Work to complete
Copy, word for word, the line containing "been staring at this and i really need the desert" and each line that follows it in the entries below; pictures do not belong in the copy.

[Collected data]

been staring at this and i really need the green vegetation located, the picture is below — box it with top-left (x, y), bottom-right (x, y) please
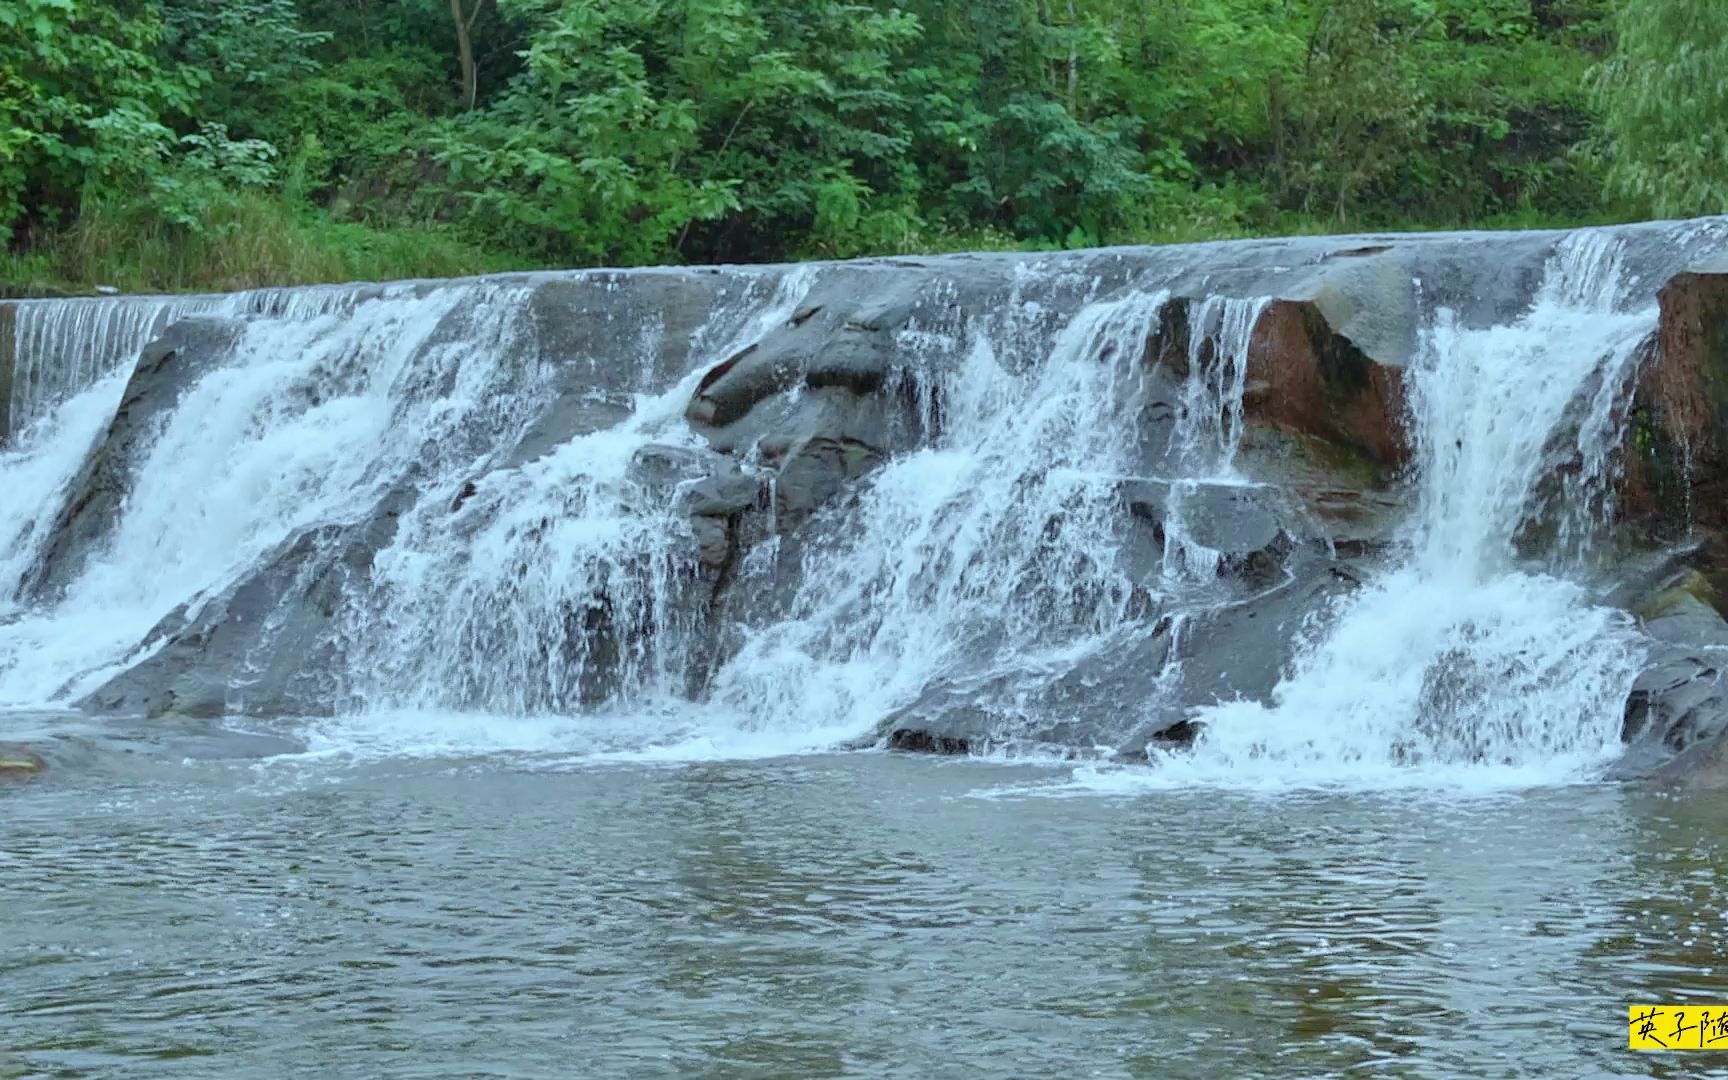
top-left (0, 0), bottom-right (1720, 292)
top-left (1593, 0), bottom-right (1728, 218)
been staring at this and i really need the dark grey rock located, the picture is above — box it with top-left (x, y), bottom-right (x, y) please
top-left (75, 490), bottom-right (411, 719)
top-left (27, 316), bottom-right (245, 597)
top-left (1609, 577), bottom-right (1728, 782)
top-left (15, 219), bottom-right (1728, 785)
top-left (1120, 479), bottom-right (1292, 569)
top-left (680, 471), bottom-right (767, 517)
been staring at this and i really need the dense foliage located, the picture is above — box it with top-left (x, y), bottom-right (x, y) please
top-left (0, 0), bottom-right (1719, 290)
top-left (1593, 0), bottom-right (1728, 218)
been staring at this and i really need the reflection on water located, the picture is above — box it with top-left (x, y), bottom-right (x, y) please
top-left (5, 745), bottom-right (1728, 1078)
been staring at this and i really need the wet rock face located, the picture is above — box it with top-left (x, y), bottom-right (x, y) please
top-left (1611, 578), bottom-right (1728, 783)
top-left (76, 504), bottom-right (406, 720)
top-left (1244, 299), bottom-right (1407, 475)
top-left (1606, 270), bottom-right (1728, 782)
top-left (19, 223), bottom-right (1728, 782)
top-left (1149, 292), bottom-right (1409, 542)
top-left (1622, 272), bottom-right (1728, 547)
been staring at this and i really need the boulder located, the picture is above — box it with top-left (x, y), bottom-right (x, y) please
top-left (1610, 571), bottom-right (1728, 782)
top-left (886, 729), bottom-right (971, 755)
top-left (1119, 478), bottom-right (1293, 581)
top-left (1243, 299), bottom-right (1408, 475)
top-left (1117, 546), bottom-right (1368, 758)
top-left (685, 271), bottom-right (955, 431)
top-left (1147, 290), bottom-right (1410, 550)
top-left (869, 544), bottom-right (1374, 761)
top-left (501, 272), bottom-right (736, 469)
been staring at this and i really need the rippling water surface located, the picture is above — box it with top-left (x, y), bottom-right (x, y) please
top-left (5, 724), bottom-right (1728, 1079)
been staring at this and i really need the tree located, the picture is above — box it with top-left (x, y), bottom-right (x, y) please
top-left (0, 0), bottom-right (1668, 290)
top-left (1595, 0), bottom-right (1728, 217)
top-left (0, 0), bottom-right (193, 242)
top-left (448, 0), bottom-right (487, 110)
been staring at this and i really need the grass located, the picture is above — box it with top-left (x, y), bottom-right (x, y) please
top-left (0, 191), bottom-right (1640, 298)
top-left (0, 193), bottom-right (537, 296)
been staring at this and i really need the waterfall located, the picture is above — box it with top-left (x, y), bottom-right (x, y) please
top-left (8, 296), bottom-right (220, 434)
top-left (5, 287), bottom-right (399, 433)
top-left (0, 281), bottom-right (539, 705)
top-left (0, 374), bottom-right (130, 614)
top-left (1182, 232), bottom-right (1660, 782)
top-left (697, 290), bottom-right (1177, 746)
top-left (2, 224), bottom-right (1724, 780)
top-left (1172, 295), bottom-right (1268, 479)
top-left (344, 269), bottom-right (816, 719)
top-left (1159, 296), bottom-right (1271, 582)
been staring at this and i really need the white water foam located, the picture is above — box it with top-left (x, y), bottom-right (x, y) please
top-left (0, 373), bottom-right (130, 614)
top-left (1122, 232), bottom-right (1662, 790)
top-left (340, 268), bottom-right (816, 729)
top-left (0, 231), bottom-right (1706, 783)
top-left (9, 295), bottom-right (221, 431)
top-left (695, 290), bottom-right (1175, 745)
top-left (0, 282), bottom-right (538, 705)
top-left (294, 283), bottom-right (1206, 762)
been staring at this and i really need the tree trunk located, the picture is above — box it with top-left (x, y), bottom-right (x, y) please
top-left (1065, 0), bottom-right (1078, 110)
top-left (449, 0), bottom-right (479, 110)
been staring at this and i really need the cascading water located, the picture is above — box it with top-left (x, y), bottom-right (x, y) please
top-left (0, 374), bottom-right (130, 614)
top-left (698, 289), bottom-right (1178, 746)
top-left (0, 282), bottom-right (540, 705)
top-left (326, 281), bottom-right (1263, 759)
top-left (1181, 232), bottom-right (1661, 783)
top-left (1159, 296), bottom-right (1271, 582)
top-left (345, 269), bottom-right (817, 722)
top-left (2, 223), bottom-right (1724, 782)
top-left (8, 295), bottom-right (221, 433)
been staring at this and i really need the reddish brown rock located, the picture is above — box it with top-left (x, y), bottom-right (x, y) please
top-left (1149, 295), bottom-right (1410, 547)
top-left (1152, 295), bottom-right (1408, 479)
top-left (1620, 272), bottom-right (1728, 548)
top-left (1244, 299), bottom-right (1408, 476)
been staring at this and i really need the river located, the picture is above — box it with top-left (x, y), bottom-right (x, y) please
top-left (5, 722), bottom-right (1725, 1077)
top-left (7, 224), bottom-right (1728, 1077)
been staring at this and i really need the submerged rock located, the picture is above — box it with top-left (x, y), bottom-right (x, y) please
top-left (0, 742), bottom-right (47, 781)
top-left (886, 729), bottom-right (970, 755)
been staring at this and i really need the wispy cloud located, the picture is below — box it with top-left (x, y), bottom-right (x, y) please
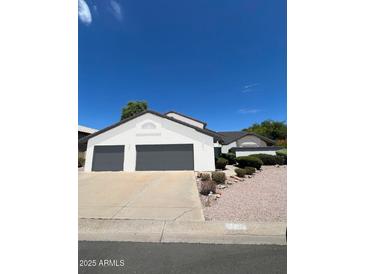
top-left (110, 0), bottom-right (123, 21)
top-left (242, 83), bottom-right (259, 93)
top-left (78, 0), bottom-right (92, 25)
top-left (238, 108), bottom-right (262, 114)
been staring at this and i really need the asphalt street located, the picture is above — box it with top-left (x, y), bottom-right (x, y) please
top-left (79, 241), bottom-right (286, 274)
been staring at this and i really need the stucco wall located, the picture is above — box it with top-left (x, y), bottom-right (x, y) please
top-left (165, 113), bottom-right (205, 129)
top-left (84, 113), bottom-right (215, 172)
top-left (236, 135), bottom-right (267, 147)
top-left (235, 150), bottom-right (277, 157)
top-left (222, 135), bottom-right (268, 153)
top-left (221, 142), bottom-right (237, 153)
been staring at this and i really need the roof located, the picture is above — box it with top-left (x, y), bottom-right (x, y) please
top-left (165, 111), bottom-right (207, 128)
top-left (78, 125), bottom-right (98, 134)
top-left (217, 131), bottom-right (275, 145)
top-left (79, 110), bottom-right (223, 144)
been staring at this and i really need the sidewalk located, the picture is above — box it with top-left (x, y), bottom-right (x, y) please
top-left (79, 218), bottom-right (286, 245)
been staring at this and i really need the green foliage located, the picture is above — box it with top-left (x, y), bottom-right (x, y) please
top-left (275, 139), bottom-right (287, 148)
top-left (201, 173), bottom-right (211, 181)
top-left (243, 120), bottom-right (287, 140)
top-left (221, 152), bottom-right (236, 165)
top-left (276, 149), bottom-right (287, 156)
top-left (276, 149), bottom-right (287, 165)
top-left (234, 168), bottom-right (247, 178)
top-left (244, 167), bottom-right (256, 175)
top-left (200, 180), bottom-right (217, 195)
top-left (215, 157), bottom-right (228, 170)
top-left (78, 157), bottom-right (85, 167)
top-left (250, 154), bottom-right (278, 165)
top-left (220, 153), bottom-right (236, 164)
top-left (250, 153), bottom-right (286, 165)
top-left (236, 156), bottom-right (263, 170)
top-left (275, 155), bottom-right (286, 165)
top-left (211, 171), bottom-right (226, 184)
top-left (121, 101), bottom-right (148, 120)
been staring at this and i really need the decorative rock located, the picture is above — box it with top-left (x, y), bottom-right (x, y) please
top-left (205, 192), bottom-right (217, 206)
top-left (248, 175), bottom-right (252, 178)
top-left (216, 194), bottom-right (221, 198)
top-left (275, 164), bottom-right (280, 168)
top-left (234, 179), bottom-right (239, 183)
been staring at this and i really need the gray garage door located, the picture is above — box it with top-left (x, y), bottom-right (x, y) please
top-left (136, 144), bottom-right (194, 171)
top-left (92, 145), bottom-right (124, 171)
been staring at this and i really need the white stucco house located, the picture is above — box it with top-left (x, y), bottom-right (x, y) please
top-left (79, 110), bottom-right (281, 172)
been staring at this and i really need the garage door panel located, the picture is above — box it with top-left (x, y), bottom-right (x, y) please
top-left (92, 145), bottom-right (124, 171)
top-left (136, 144), bottom-right (194, 171)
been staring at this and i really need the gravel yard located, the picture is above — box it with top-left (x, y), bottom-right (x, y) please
top-left (201, 166), bottom-right (287, 222)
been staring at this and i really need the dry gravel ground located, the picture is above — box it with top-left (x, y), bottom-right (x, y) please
top-left (202, 166), bottom-right (287, 222)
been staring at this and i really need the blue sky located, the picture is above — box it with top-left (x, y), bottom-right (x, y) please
top-left (79, 0), bottom-right (286, 131)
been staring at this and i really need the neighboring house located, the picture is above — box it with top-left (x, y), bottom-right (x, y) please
top-left (218, 131), bottom-right (273, 152)
top-left (78, 125), bottom-right (98, 156)
top-left (78, 110), bottom-right (279, 172)
top-left (217, 131), bottom-right (281, 156)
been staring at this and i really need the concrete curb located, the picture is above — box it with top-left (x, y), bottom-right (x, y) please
top-left (79, 219), bottom-right (286, 245)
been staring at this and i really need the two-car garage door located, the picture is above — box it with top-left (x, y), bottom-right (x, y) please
top-left (135, 144), bottom-right (194, 171)
top-left (91, 144), bottom-right (194, 171)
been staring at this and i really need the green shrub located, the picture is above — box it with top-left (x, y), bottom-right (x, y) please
top-left (276, 149), bottom-right (287, 165)
top-left (250, 154), bottom-right (279, 165)
top-left (220, 153), bottom-right (236, 165)
top-left (200, 180), bottom-right (217, 195)
top-left (234, 168), bottom-right (247, 178)
top-left (211, 171), bottom-right (226, 184)
top-left (275, 155), bottom-right (286, 165)
top-left (276, 149), bottom-right (287, 157)
top-left (78, 157), bottom-right (85, 167)
top-left (236, 156), bottom-right (263, 170)
top-left (215, 157), bottom-right (228, 170)
top-left (201, 173), bottom-right (211, 181)
top-left (244, 166), bottom-right (256, 175)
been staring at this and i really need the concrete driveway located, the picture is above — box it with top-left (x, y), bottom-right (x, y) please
top-left (79, 171), bottom-right (204, 221)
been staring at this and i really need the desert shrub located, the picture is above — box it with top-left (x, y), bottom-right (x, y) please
top-left (78, 157), bottom-right (85, 167)
top-left (234, 168), bottom-right (247, 178)
top-left (215, 157), bottom-right (228, 170)
top-left (220, 153), bottom-right (236, 165)
top-left (244, 167), bottom-right (256, 175)
top-left (201, 173), bottom-right (211, 181)
top-left (276, 149), bottom-right (287, 164)
top-left (236, 156), bottom-right (263, 170)
top-left (274, 155), bottom-right (285, 165)
top-left (276, 149), bottom-right (287, 157)
top-left (200, 180), bottom-right (216, 195)
top-left (211, 171), bottom-right (226, 184)
top-left (250, 154), bottom-right (279, 165)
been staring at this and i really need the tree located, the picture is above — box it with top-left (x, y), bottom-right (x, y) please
top-left (243, 120), bottom-right (287, 141)
top-left (121, 101), bottom-right (148, 120)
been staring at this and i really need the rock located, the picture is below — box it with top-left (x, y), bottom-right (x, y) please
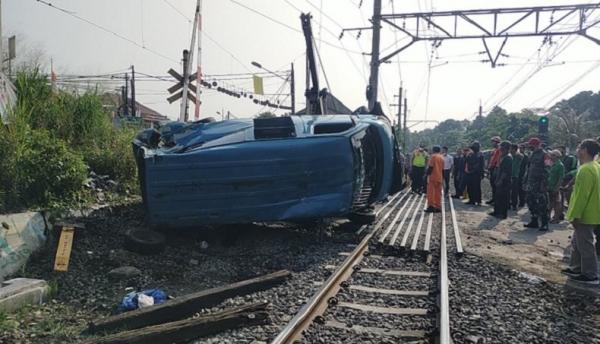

Answer
been staring at this and i really need the desert shrub located, the picture is above — box it with top-left (x, y), bottom-right (x, y) please
top-left (78, 157), bottom-right (85, 167)
top-left (234, 168), bottom-right (247, 178)
top-left (215, 157), bottom-right (228, 170)
top-left (220, 153), bottom-right (236, 165)
top-left (244, 167), bottom-right (256, 175)
top-left (201, 173), bottom-right (211, 181)
top-left (276, 149), bottom-right (287, 164)
top-left (236, 156), bottom-right (263, 170)
top-left (274, 155), bottom-right (285, 165)
top-left (276, 149), bottom-right (287, 157)
top-left (200, 180), bottom-right (216, 195)
top-left (211, 171), bottom-right (226, 184)
top-left (250, 154), bottom-right (279, 165)
been staring at this and i really need the tree located, the picture is above — box it with top-left (x, y), bottom-right (x, y) please
top-left (243, 120), bottom-right (287, 141)
top-left (121, 101), bottom-right (148, 120)
been staring at this and i really need the rock located, the picture is below — box it with top-left (x, y), bottom-right (x, y) please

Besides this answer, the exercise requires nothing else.